**Reading text**
Data
Mining and Data warehousing
Unit I
Two marks questions with answers
- What is Data mining?
Data mining
refers to extracting or “mining” knowledge from large amount of data. It is considered
as a synonym for another popularly used term Knowledge Discovery in Databases
or KDD.
- Give the steps involved in KDD.
KDD consists of
the iterative sequence of the following steps:
Data cleaning
Data integration
Data selection
Data transformation
Data mining
Pattern Evaluation
Knowledge Presentation
- Give the architecture of a typical data mining system.
The
architecture of a typical data mining system consists of the following
components:
Database, data warehouse, or other information
repository
Database or data warehouse server
Knowledge base
Data mining engine
Pattern Evaluation module.
Graphical user interface.
- Define Database management system.
A database
system also called database management system consists of a collection of
interrelated data known as a database and a set of software programs to manage
and access the data.
- Define relational database.
Relational
database is a collection of tables each of which is assigned a unique name.
Each table consists of a set of attributes (columns or fields) and usually
stores a large set of tuples (record or rows).

Records from a point-labeling set:
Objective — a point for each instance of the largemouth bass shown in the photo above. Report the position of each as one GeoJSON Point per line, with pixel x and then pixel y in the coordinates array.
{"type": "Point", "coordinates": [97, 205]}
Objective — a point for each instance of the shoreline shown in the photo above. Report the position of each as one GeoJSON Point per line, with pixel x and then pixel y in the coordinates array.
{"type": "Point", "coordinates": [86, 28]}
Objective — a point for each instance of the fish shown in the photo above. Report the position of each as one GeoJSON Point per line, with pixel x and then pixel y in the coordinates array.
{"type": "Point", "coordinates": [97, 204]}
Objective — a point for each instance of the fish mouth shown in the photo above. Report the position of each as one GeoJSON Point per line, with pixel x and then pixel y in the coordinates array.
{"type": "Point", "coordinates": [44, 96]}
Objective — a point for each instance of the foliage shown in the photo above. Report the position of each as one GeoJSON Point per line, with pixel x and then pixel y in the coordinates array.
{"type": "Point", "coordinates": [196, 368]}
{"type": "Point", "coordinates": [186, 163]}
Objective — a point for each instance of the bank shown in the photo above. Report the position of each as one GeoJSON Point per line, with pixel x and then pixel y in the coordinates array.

**Required work**
[A] According to the data mining notes, what is a relational database?
[B] Continue the data mining notes from where they stop.

**Answers to the exercises**
[A] A collection of tables, each of which is assigned a unique name.

[B]
- Define data warehouse
Data warehouse
is a repository of information collected from multiple sources stored under a
unified schema and which usually resides at a single site. It is constructed
via a process of data cleaning, data transformation, data integration, data
loading and periodic data refreshing.
- Define data mart and compare it with data warehouse.
Data mart is a
department subset of a data warehouse. It focuses on selected subjects and thus
its scope is department wide. On the other hand data warehouse collects
information about subjects that span an entire organization and thus its scope
is department wide.
- Define transaction databases.
A transaction
database consists of a file where each record represents a transaction. A
transaction typically includes a unique transaction identity number and a list
of items making up the transaction.
9.
Explain object oriented databases.
Object oriented
databases are based on object-oriented programming paradigm where each entity
is considered as an object. Each object has e associated with it the following:
A set of variables
A set of messages
A set of methods.
- Explain spatial databases.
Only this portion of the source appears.